■ Objectif
Recopiez mot pour mot le passage du texte sur le marché qui commence par « C’est pourquoi j’ai » et se poursuit jusqu'à « âpre odeur révèle. » inclus.

■ Texte du document
Non, je ne suis pas au Pays Basque, malheureusement inatteignable pour moi… jusqu’à quand??? Mais aujourd’hui, c’est jour de marché à Doullens, et je rêve aux marchés si vivants d’autrefois et de naguère…

C’est pourquoi j’ai pensé à ce tableau, et, comme j’ai trouvé sur une page recommandée par un de mes amis, Tableaux, une autre vision du marché, j’ai eu envie de faire un petit rêve de marché…

Marché
Sur la petite place, au lever de l’aurore,
Le marché rit joyeux, bruyant, multicolore,
Pêlemêle étalant sur ses tréteaux boiteux
Ses fromages, ses fruits, son miel, ses paniers d’oeufs,
Et, sur la dalle où coule une eau toujours nouvelle,
Ses poissons d’argent clair, qu’une âpre odeur révèle.
Mylène, sa petite Alidé par la main,
Dans la foule se fraie avec peine un chemin,
S’attarde à chaque étal, va, vient, revient, s’arrête,
Aux appels trop pressants parfois tourne la tête,
Soupèse quelque fruit, marchande les primeurs
Ou s’éloigne au milieu d’insolentes clameurs.

■ Lignes de données
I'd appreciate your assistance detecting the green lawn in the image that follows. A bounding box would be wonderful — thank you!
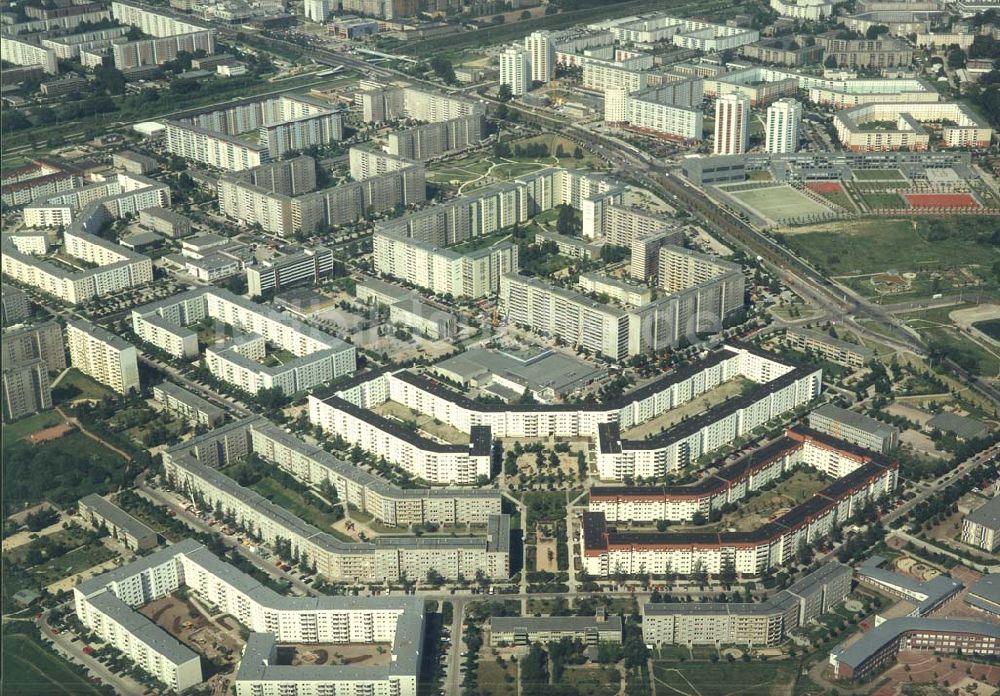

* * *

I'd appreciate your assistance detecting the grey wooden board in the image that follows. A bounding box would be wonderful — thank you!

■ Résultat de l'exercice
C’est pourquoi j’ai pensé à ce tableau, et, comme j’ai trouvé sur une page recommandée par un de mes amis, Tableaux, une autre vision du marché, j’ai eu envie de faire un petit rêve de marché…

Marché
Sur la petite place, au lever de l’aurore,
Le marché rit joyeux, bruyant, multicolore,
Pêlemêle étalant sur ses tréteaux boiteux
Ses fromages, ses fruits, son miel, ses paniers d’oeufs,
Et, sur la dalle où coule une eau toujours nouvelle,
Ses poissons d’argent clair, qu’une âpre odeur révèle.